PROBLEM STATEMENT: Repeat every line below exactly as it reads.

(Location identification items)
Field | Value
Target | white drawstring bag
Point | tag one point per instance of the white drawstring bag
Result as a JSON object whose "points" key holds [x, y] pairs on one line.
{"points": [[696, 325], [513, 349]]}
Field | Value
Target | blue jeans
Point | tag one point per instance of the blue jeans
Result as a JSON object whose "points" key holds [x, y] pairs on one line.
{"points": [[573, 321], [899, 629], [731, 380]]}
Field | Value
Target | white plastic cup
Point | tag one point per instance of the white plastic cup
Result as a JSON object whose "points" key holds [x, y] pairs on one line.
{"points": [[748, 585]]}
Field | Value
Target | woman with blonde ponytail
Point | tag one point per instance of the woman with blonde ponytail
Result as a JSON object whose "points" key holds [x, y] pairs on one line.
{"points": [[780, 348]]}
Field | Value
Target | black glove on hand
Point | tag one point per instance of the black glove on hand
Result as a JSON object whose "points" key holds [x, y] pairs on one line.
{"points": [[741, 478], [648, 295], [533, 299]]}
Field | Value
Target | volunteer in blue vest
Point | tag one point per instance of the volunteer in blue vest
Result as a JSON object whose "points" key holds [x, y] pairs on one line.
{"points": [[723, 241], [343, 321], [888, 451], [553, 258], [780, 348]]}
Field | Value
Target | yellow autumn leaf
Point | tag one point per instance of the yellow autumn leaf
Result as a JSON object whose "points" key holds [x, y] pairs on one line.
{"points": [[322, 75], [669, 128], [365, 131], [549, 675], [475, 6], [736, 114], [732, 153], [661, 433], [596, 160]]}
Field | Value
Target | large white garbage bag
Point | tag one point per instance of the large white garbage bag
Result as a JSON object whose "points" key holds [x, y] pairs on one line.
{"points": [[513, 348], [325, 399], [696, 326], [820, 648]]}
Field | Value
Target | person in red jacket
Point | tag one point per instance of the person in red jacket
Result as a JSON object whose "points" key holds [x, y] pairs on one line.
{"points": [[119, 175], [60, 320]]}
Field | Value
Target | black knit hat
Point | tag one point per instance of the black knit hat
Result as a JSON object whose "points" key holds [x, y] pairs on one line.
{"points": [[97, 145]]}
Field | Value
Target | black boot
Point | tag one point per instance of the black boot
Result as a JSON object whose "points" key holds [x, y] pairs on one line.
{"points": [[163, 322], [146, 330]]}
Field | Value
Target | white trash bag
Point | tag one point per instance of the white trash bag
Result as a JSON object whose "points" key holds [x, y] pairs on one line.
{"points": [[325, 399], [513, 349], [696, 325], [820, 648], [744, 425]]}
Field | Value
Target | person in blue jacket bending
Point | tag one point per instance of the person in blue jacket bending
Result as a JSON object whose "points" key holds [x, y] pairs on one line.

ANSWER TO THE EXERCISE:
Field | Value
Target | white drawstring bag
Point | tag one point per instance of the white drawstring bag
Result as a JSON object whose "points" key holds [x, y] pairs on one line.
{"points": [[696, 325], [513, 349]]}
Field | Value
Target | blue jeans
Point | tag one point per instance of the blue jeans
Result as a JSON object whose "points" key holds [x, y] pairs on one line.
{"points": [[573, 321], [899, 629], [731, 380]]}
Field | Value
Target | white plastic cup
Point | tag one point per instance of the white plastic cup
Result as a JSON object whose "points" key holds [x, y] pairs on one line.
{"points": [[748, 585]]}
Field | Value
Target | woman with blonde ponytail
Point | tag one point per instance of the woman with blonde ponytail
Result as a JSON object whose "points" key holds [x, y] pairs on one line.
{"points": [[780, 348]]}
Field | Value
Target | black glove on hand
Point | tag one point per instance of the black glove on hand
Result as a JSON object whose "points" key holds [x, y] pairs on one line.
{"points": [[741, 478], [648, 295], [533, 299]]}
Field | Value
Target | volunteer in blue vest
Point | tag one point per instance of the volunteer in blue vest
Result as a JSON object whose "points" key holds [x, y] pairs on one line.
{"points": [[723, 241], [343, 321], [888, 451], [553, 258], [780, 348]]}
Field | Value
Target | yellow autumn leaf
Point | tag one point per instance of the yellow autumn leaf
Result as a JSON object whose "points" key holds [x, y] pairs on one line.
{"points": [[322, 75], [669, 128], [365, 131], [549, 675], [475, 6], [736, 114], [732, 153], [661, 433], [596, 160]]}
Field | Value
Target | large white garbage bag
Point | tag one point per instance of the large white garbage bag
Result as a JSON object whose "points" key holds [x, y] pairs on one line.
{"points": [[513, 348], [325, 399], [696, 326], [820, 648]]}
Field | Value
Target | person in red jacket
Point | tag one point per instance of the person in red jacket
Result as a JSON object whose "points" key holds [x, y] pairs on one line.
{"points": [[119, 175], [60, 320]]}
Field | Value
Target | black knit hat
Point | tag one point per instance of the black knit hat
Result as a JSON object whose "points" key holds [x, y] pairs on one line.
{"points": [[97, 145]]}
Field | Value
Target | black boot
Point | tag one point per instance of the black boot
Result as a JSON object whose "points" key holds [x, y] pairs on one line.
{"points": [[163, 322], [146, 330]]}
Field | Value
Target | white trash bag
Point | tag one point per instance of the white trash bag
Result as a JSON object whose "points" key holds [x, y] pairs on one line.
{"points": [[325, 399], [513, 349], [696, 325], [820, 648], [744, 425]]}
Field | Value
Target | person in blue jacket bending
Point | tag one point per instance of the person in blue jacket bending
Result as a JSON object whose "points" key holds [x, y] pairs on one line.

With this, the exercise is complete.